**Saved entries**
▼

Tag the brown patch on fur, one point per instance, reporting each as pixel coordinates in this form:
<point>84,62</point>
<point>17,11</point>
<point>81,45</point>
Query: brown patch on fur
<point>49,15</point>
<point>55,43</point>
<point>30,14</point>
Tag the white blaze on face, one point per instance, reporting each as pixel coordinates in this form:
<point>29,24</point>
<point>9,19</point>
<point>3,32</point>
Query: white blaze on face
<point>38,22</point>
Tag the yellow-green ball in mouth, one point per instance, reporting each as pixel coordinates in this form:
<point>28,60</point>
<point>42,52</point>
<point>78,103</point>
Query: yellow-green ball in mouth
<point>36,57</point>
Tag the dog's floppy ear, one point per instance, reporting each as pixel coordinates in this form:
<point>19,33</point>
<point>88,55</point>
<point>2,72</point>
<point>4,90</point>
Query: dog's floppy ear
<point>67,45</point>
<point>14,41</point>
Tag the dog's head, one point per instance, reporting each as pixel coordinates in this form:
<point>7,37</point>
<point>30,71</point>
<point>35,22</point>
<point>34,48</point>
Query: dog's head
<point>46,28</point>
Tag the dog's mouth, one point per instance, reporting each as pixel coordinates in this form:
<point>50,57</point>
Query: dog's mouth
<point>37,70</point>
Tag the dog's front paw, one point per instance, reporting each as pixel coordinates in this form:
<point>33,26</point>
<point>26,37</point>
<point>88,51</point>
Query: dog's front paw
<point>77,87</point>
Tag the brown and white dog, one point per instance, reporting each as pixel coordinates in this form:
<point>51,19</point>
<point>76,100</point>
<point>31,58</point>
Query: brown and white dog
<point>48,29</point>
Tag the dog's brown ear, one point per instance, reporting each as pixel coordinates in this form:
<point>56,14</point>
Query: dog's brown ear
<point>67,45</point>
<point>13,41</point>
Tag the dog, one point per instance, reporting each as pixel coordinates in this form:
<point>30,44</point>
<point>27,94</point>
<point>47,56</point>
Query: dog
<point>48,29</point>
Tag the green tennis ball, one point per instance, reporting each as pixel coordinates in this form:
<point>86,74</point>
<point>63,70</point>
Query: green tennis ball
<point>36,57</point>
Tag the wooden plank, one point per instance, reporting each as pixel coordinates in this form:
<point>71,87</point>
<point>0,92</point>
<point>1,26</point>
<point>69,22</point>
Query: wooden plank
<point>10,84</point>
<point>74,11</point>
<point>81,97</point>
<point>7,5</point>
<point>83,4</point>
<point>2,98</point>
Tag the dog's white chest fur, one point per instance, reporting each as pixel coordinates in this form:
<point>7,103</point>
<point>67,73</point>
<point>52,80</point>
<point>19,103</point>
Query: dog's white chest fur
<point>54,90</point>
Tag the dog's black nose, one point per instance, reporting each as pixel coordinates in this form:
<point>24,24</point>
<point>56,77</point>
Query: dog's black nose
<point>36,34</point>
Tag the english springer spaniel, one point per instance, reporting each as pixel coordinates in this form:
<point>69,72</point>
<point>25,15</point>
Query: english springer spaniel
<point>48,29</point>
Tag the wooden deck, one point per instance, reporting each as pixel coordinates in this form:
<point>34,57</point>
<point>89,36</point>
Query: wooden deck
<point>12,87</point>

▲

**YOUR INSTRUCTIONS**
Nothing is to be left out; reproduce each record exactly.

**TASK SOLUTION**
Tag the brown patch on fur, one point per instance, reporting each as pixel coordinates in this form:
<point>84,62</point>
<point>17,11</point>
<point>81,45</point>
Query: brown patch on fur
<point>49,15</point>
<point>55,43</point>
<point>30,14</point>
Tag the white blaze on face, one point per instance, reporting each as pixel coordinates in this form:
<point>29,24</point>
<point>9,19</point>
<point>3,32</point>
Query: white blaze on face
<point>38,22</point>
Tag the yellow-green ball in mouth, one point per instance, reporting each as pixel coordinates in this form:
<point>28,60</point>
<point>42,52</point>
<point>78,103</point>
Query: yellow-green ball in mouth
<point>36,57</point>
Tag the dog's floppy ear, one point per instance, reporting each as pixel coordinates in this form:
<point>19,33</point>
<point>88,55</point>
<point>2,72</point>
<point>4,90</point>
Query: dog's floppy ear
<point>67,45</point>
<point>14,41</point>
Tag the dog's head, one point per instance, reporting each as pixel coordinates in this form:
<point>7,37</point>
<point>30,71</point>
<point>35,22</point>
<point>34,48</point>
Query: dog's head
<point>46,28</point>
Tag the dog's mouth, one point per instance, reporting each as pixel coordinates in this form:
<point>50,57</point>
Query: dog's mouth
<point>37,70</point>
Tag the dog's front paw, one point per instance, reporting each as pixel coordinates in this form:
<point>33,26</point>
<point>26,37</point>
<point>88,51</point>
Query: dog's front paw
<point>77,87</point>
Tag the brown and white dog, one point per instance, reporting each as pixel coordinates in this form:
<point>51,19</point>
<point>76,100</point>
<point>31,58</point>
Query: brown and white dog
<point>48,29</point>
Tag the dog's brown ear, one point per instance, reporting each as pixel coordinates in this form:
<point>56,14</point>
Query: dog's brown ear
<point>67,45</point>
<point>13,41</point>
Tag the dog, one point per instance, reporting each as pixel coordinates in this form:
<point>30,44</point>
<point>27,94</point>
<point>47,56</point>
Query: dog
<point>48,29</point>
Tag the green tennis ball, one point per instance, reporting each as pixel coordinates in this form:
<point>86,74</point>
<point>63,70</point>
Query: green tennis ball
<point>36,57</point>
Tag the wooden plank, one point per instance, reporting each as pixel coordinates in this form:
<point>71,87</point>
<point>0,92</point>
<point>1,26</point>
<point>69,22</point>
Query: wooden plank
<point>10,84</point>
<point>74,11</point>
<point>81,97</point>
<point>7,5</point>
<point>83,4</point>
<point>2,98</point>
Tag the dog's white chest fur, one point per instance, reporting each as pixel coordinates in this form:
<point>7,103</point>
<point>67,73</point>
<point>52,80</point>
<point>19,103</point>
Query: dog's white chest fur
<point>54,90</point>
Tag the dog's black nose, one point per instance, reporting each as pixel coordinates in this form:
<point>24,24</point>
<point>56,77</point>
Query: dog's black nose
<point>36,34</point>
Tag the english springer spaniel, one point per instance, reporting each as pixel coordinates in this form:
<point>69,72</point>
<point>25,15</point>
Query: english springer spaniel
<point>48,29</point>
Tag the wooden deck, one point per instance, reporting each as pixel coordinates in this form:
<point>34,57</point>
<point>89,36</point>
Query: wooden deck
<point>12,87</point>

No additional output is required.